§ **Work instructions**:
Return everything in the television recap below from "It's Laurie Simmons'" down to "about being late.", copied word for word.

§ **Extract provided**:
..............................

The appropriate response to Girls, a television show about a Cuban nightclub entertainer, his hapless wife, and the wacky couple downstairs, is to set yourself on fire outside of Leon Panetta's office. But any attempt to blunt the raw plenary power of the executive to kill with abandon is ultimately futile, and yesterday was the 30th anniversary of the U.S. release of Combat Rock, so here's a recap.

The only take on Girls that matters is Joe Strummer's, who sang in 1977:

Black man's gotta lot a problems, but they don't mind throwing a brick
White people go to school, where they teach you how to be thick...
White riot
I wanna riot
White riot
A riot of my own

If you live anywhere near 45 Bushwick Place, hold onto your apartment. Because in 15 years, when the streets of Brooklyn are crawling with Girls-themed tour buses offering American Apparel-clad midwestern tourists a glimpse of Laurie Simmons' daughter's real New York experience, the actual site of the legendary party where David Mamet's daughter smoked crack and Laurie Simmons' daughter finally became the angry woodworking actor's girlfriend will be overrun. You could start up a locally grown Korean pork belly taco truck and make a killing.

Our girls are going to a party. It is in Bushwick, a cool but also scary Brooklyn but still pretty cool neighborhood of empty warehouses, extremely poor people, and ironically poor youths. They are going to a "warehouse party," which is how Generation iPhone parties. This one is going to be the "BEST PARY EVAH!" That's so Raven.

It's Laurie Simmons' daughter, the Drummer from Bad Company's daughter, and Brian Williams' daughter, skulking apprehensively through Bushwick. Because she is so uptight and not-yet-thoroughly-fucked-by-a-real-man, Brian Williams' daughter is worried about being late.

The Drummer from Bad Company's daughter is wearing some sort of thing with crazy feathers that conveniently telegraphs just how OUTLANDISH and DEVIL-MAY-CARE she is. "All of Brooklyn and two-thirds of Manhattan will be here," she says.

How do Generation iPhone hipsters party, in rented warehouses in desolate, dangerous Bushwick? By dancing to that Jennifer Lopez "get your body on the floor" song, just like Ohioans. There are people in ironic T-shirts and porkpie hats and vests and post-ironic mohawks. It's a scene.

Brian Williams' daughter's penisless ex-boyfriend's band is playing at this warehouse party. Brian Williams' daughter is worried about seeing him, because she broke up with him two weeks ago on account of his vagina. The television show Girls' producers wanted to telegraph a "hip," "now," "downtown" sound for Brian Williams' penisless ex-boyfriend's band, which means they sound like Coldplay. When they stop, Brian Williams' daughter says hello. "I'm really really happy for you Charlie," she says. "All I ever wanted for you was to be able to find satisfaction outside of our relationship." Then his attractive and care-free and NOT AT ALL UPTIGHT new girlfriend jumps him and starts kissing him. Crisis! "Sorry, what is what is going on with this?" she says. "This happened in two weeks?"

..............................

§ **Supplied entries**:
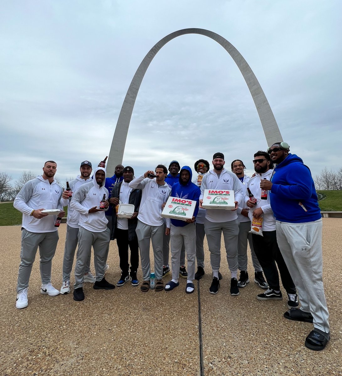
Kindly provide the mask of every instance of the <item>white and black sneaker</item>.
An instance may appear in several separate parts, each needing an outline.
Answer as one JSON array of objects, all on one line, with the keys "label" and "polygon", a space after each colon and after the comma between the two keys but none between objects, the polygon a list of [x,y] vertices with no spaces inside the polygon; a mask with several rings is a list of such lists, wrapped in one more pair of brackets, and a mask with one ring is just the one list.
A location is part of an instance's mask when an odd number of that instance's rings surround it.
[{"label": "white and black sneaker", "polygon": [[46,294],[49,296],[56,296],[56,295],[59,295],[60,293],[59,290],[55,288],[51,282],[46,284],[46,285],[42,285],[40,288],[40,293]]},{"label": "white and black sneaker", "polygon": [[296,294],[288,294],[287,296],[289,297],[287,306],[289,308],[298,308],[299,307],[298,295]]},{"label": "white and black sneaker", "polygon": [[88,274],[84,274],[84,276],[83,277],[83,282],[95,283],[96,282],[96,278],[92,273],[91,271],[89,271]]},{"label": "white and black sneaker", "polygon": [[24,288],[23,290],[17,294],[17,302],[15,303],[15,308],[18,309],[22,308],[26,308],[28,305],[29,302],[27,300],[27,288]]},{"label": "white and black sneaker", "polygon": [[282,294],[281,291],[276,293],[274,290],[269,288],[263,294],[257,295],[256,299],[260,300],[281,300],[282,299]]},{"label": "white and black sneaker", "polygon": [[61,294],[69,294],[70,292],[70,281],[65,281],[61,288]]}]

..............................

§ **Response for this exercise**:
It's Laurie Simmons' daughter, the Drummer from Bad Company's daughter, and Brian Williams' daughter, skulking apprehensively through Bushwick. Because she is so uptight and not-yet-thoroughly-fucked-by-a-real-man, Brian Williams' daughter is worried about being late.